Seite ->
·····

41/02 Passrecht Fremdenrecht;

Norm

AsylG 1997 §4 Abs1;
AsylG 1997 §4 Abs3;

Beachte

Serie (erledigt im gleichen Sinn): 98/01/0488 E 22. Dezember 1999

Betreff

Der Verwaltungsgerichtshof hat durch den Vorsitzenden Senatspräsident Dr. Puck und die Hofräte Dr. Baur und Dr. Nowakowski als Richter, im Beisein des Schriftführers Mag. Grubner, über die Beschwerde des AT in A, vertreten durch Dr. Christian Kuhn und Dr. Wolfgang Vanis, Rechtsanwälte in 1010 Wien, Elisabethstraße 22, gegen den Bescheid des unabhängigen Bundesasylsenates vom 19. Jänner 1999, Zl. 207.274/0-VI/18/99, betreffend Zurückweisung eines Asylantrages gemäß § 4 AsylG 1997 (weitere Partei: Bundesminister für Inneres), zu Recht erkannt:

Spruch

Der angefochtene Bescheid wird wegen Rechtswidrigkeit infolge Verletzung von Verfahrensvorschriften aufgehoben.

Der Bund (Bundeskanzleramt) hat dem Beschwerdeführer Aufwendungen in der Höhe von S 15.000,-- binnen zwei Wochen bei sonstiger Exekution zu ersetzen.

Begründung

Der Beschwerdeführer, ein Staatsangehöriger von Syrien, reiste seinen Angaben zufolge unter Umgehung der Grenzkontrolle am 20. November 1998 von Tschechien kommend in das Bundesgebiet ein. Er beantragte am 20. November 1998 Asyl.

·····

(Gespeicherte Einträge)
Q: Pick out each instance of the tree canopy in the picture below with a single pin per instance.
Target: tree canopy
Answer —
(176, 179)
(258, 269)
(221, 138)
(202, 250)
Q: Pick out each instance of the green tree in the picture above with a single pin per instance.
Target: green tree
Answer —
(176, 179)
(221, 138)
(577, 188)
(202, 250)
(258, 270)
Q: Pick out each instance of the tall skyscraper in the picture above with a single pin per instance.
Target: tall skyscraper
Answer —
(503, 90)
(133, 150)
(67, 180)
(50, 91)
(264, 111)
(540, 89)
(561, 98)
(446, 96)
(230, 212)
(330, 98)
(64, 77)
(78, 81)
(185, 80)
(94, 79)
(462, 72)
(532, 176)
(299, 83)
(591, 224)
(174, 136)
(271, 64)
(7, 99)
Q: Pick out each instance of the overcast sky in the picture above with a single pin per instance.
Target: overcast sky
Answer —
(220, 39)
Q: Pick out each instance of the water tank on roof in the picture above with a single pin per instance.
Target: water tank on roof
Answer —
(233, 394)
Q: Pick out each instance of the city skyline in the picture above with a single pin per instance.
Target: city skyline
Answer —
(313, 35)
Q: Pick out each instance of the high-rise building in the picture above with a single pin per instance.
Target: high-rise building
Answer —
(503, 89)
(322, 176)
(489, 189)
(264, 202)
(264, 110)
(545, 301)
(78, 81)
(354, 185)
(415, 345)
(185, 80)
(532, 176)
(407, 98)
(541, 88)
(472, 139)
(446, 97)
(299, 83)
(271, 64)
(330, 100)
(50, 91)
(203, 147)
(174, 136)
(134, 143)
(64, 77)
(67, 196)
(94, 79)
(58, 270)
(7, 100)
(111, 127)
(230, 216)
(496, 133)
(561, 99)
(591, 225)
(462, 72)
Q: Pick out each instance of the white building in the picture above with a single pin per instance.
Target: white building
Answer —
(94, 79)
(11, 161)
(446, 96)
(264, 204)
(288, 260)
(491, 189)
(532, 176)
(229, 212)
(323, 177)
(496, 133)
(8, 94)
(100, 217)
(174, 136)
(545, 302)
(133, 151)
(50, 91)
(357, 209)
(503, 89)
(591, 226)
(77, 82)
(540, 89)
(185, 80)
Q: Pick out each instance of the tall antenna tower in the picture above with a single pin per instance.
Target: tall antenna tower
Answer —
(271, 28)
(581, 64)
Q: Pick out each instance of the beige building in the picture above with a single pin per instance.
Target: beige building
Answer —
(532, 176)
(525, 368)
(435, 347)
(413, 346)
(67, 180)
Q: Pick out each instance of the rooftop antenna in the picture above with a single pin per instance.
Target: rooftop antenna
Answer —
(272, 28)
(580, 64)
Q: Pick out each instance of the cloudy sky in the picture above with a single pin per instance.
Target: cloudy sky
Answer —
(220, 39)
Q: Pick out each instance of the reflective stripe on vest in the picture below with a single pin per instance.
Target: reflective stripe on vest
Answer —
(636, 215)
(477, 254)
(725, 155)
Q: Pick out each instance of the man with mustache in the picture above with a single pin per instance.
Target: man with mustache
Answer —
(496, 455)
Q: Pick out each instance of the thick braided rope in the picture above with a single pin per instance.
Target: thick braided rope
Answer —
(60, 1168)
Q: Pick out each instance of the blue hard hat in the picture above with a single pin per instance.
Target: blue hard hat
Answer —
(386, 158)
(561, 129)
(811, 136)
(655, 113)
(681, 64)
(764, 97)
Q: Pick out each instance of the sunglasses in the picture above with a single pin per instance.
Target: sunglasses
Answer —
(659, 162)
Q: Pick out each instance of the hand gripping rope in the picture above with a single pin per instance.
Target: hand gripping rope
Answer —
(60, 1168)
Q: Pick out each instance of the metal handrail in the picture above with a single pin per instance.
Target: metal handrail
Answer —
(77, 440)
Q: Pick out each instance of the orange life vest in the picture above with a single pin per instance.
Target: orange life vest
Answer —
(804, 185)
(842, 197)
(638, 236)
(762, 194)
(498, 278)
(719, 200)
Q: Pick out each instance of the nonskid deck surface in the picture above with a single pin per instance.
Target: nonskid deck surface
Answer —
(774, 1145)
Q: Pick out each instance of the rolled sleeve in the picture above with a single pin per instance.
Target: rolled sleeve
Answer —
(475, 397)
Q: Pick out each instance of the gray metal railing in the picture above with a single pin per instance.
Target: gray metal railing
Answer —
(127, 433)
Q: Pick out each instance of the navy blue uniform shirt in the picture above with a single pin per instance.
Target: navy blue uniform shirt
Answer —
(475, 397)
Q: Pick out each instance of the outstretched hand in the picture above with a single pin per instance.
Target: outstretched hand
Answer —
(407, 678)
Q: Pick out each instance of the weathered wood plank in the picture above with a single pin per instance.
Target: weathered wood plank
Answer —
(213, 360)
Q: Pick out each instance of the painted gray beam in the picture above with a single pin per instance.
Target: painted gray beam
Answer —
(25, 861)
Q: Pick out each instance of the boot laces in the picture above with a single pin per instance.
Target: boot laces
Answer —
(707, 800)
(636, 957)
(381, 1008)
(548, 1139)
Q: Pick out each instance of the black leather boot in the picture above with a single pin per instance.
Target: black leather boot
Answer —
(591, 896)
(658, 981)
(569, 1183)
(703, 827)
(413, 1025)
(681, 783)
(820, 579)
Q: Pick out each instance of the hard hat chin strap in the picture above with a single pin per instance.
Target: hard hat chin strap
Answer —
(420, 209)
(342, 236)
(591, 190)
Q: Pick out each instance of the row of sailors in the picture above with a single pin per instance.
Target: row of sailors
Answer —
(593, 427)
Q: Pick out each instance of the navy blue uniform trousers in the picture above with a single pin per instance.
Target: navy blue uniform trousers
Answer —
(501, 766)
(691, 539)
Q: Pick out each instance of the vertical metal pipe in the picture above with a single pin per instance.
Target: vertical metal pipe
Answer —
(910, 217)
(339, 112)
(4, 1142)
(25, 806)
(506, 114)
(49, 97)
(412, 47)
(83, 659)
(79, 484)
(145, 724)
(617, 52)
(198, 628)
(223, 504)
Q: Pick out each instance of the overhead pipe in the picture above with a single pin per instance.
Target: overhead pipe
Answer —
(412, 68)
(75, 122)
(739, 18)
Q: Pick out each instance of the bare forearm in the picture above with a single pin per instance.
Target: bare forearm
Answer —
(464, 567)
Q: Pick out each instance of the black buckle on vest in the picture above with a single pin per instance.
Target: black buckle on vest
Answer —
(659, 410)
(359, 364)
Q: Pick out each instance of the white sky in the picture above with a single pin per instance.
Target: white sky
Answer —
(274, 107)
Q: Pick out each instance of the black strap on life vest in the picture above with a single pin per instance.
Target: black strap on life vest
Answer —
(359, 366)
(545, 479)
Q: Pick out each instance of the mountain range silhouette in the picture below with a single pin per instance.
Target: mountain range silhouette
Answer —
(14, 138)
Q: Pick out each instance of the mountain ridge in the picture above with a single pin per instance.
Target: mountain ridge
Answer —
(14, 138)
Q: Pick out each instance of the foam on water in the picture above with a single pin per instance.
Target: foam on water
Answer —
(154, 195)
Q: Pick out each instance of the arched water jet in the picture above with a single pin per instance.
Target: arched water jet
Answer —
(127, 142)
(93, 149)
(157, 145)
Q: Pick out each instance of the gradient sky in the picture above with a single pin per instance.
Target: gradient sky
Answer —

·····

Ziel der Übung -> Welche Staatsangehörigkeit hat der Beschwerdeführer laut der Gerichtsentscheidung? Bitte antworte in einem Satz.

Richtige Lösung -> Der Beschwerdeführer ist Staatsangehöriger von Syrien.